_Text shown_.
Stuffed zucchini are a kind of vegetarian dish you don’t want to skip, even if you’re more of the meat eating kind.
Oven baked dishes usually remind us of late autumn or winter. It’s when we crave something cozy to warm our body as well as our soul. Well, this one is more suitable for the summer time, when your garden is full of zucchini. And if a rainy day happens to spoil your summer vibe, this might just be the perfect »comfort food« to warm up your soul.
Oh? Are you in a hurry? you can skip to the recipe here!
Check out our stuffed zucchini video recipe to start you off
A veggie fusion of light and fresh taste, could be a nice farewell to the grilling season. If there was such a thing as the end of grilling season! Jokes aside, everyone can go for something light once in a while.
Cut through the routine with a healthy vegetable dish every now and then
Lately you can sense an ever increasing interest for healthy, locally produced and vegetarian eating. Despite this, there is still a lot left to be desired in terms of what you can get in local restaurants. It’s hard to find locally sourced dishes, and even harder to find some creative and tasty ones. So, if you want to do some »alternative« eating, you’ll have to do the cooking as well.
If you follow our recipes, you don’t have anything to worry about. We keep it simple, so don’t be afraid to pick up the ingredients and begin

Vegan bulgur salad
First we will tackle our side dish. You’de be dumb not to use this mini recipe to freshen up any other recipe with meat, fish or cheese. It’s just an incredibly light addition to any and all main dishes. Plus, bulgur wheat is pretty popular on instagram.



bulgur salad – ingredients
Bulgur
Water
Red, green or yellow peppers
Onion or shallots
Mint
Salt
Brown sugar
Vinegar
Olive oil
Preparing your bulgur salad
Start by putting about a cup of bulgur in a saucepan and cover it with double the amount of water. Add a pinch of salt and cook on medium heat for about 5 minutes. Bulgur should soak up the water and turn soft. When it’s done, transfer it to a dish that will hold your salad. Let it cool completely and start cutting the vegetables in the meantime. Slice up a pepper, onion and some mint leaves. Mix it all together with cooled bulgur and season with a pinch of brown sugar and salt. Don’t forget to add some vinegar and olive oil as well.


Let the mixture sit in the fridge for at least a couple of minutes or ideally overnight. This will make sure all the flavours get properly infused in the dish. Before serving, check to see if any additional seasoning is required.

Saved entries
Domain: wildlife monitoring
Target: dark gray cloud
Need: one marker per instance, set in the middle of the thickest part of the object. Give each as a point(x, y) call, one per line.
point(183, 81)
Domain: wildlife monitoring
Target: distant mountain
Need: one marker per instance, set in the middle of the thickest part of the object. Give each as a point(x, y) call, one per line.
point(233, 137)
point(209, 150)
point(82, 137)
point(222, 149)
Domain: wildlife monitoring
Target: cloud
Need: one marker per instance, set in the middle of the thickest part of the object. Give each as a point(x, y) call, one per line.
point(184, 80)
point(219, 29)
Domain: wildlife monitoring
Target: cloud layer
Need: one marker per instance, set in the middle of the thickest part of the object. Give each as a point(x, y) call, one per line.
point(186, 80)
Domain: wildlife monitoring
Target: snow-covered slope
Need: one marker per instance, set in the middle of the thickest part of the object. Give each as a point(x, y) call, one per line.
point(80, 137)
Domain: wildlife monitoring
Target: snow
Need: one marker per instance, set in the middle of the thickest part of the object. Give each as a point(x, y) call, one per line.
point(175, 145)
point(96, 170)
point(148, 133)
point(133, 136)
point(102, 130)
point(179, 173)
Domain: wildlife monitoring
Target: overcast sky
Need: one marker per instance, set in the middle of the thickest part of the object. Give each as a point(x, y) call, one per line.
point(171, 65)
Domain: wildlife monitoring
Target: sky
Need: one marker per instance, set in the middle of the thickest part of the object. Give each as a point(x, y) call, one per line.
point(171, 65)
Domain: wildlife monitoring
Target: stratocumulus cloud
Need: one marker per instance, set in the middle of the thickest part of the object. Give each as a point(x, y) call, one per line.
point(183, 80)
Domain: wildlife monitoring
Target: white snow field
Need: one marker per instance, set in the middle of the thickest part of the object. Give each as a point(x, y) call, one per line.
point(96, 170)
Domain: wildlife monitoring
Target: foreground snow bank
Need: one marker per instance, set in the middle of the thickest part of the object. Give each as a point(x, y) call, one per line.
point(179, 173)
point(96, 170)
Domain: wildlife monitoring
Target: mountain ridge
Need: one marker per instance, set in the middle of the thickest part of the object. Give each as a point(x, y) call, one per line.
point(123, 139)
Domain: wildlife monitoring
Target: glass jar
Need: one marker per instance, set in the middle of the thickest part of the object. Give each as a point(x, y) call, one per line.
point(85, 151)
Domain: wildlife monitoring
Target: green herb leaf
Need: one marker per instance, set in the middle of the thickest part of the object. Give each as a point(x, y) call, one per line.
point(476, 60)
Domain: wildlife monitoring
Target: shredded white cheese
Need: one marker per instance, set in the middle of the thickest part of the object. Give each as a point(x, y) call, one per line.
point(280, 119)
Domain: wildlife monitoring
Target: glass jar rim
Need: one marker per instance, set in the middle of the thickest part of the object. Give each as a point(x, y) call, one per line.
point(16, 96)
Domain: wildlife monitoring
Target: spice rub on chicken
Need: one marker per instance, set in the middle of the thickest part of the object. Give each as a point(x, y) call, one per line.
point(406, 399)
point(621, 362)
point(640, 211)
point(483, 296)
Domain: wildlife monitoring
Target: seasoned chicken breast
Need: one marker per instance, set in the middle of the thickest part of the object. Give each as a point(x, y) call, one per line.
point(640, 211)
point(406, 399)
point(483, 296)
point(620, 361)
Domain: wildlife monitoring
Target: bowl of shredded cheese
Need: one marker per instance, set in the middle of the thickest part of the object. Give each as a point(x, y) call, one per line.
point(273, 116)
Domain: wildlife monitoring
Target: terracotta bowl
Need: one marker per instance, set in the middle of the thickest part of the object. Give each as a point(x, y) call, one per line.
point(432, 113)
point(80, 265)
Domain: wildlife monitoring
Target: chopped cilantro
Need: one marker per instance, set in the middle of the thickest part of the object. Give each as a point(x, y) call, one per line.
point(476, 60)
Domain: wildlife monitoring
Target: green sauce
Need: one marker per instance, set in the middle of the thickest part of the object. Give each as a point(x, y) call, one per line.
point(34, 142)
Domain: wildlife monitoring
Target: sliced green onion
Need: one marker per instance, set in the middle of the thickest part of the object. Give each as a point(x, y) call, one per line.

_Things to do_.
1. Can you transcribe the recipe page from "Let the mixture" to "seasoning is required."?
2. In the recipe page, which items get added to the bulgur salad after the cooled bulgur is mixed with the cut vegetables?
You won't need the saved entries for any of this.

_Responses per task_.
1.
Let the mixture sit in the fridge for at least a couple of minutes or ideally overnight. This will make sure all the flavours get properly infused in the dish. Before serving, check to see if any additional seasoning is required.

2. Brown sugar, salt, vinegar, olive oil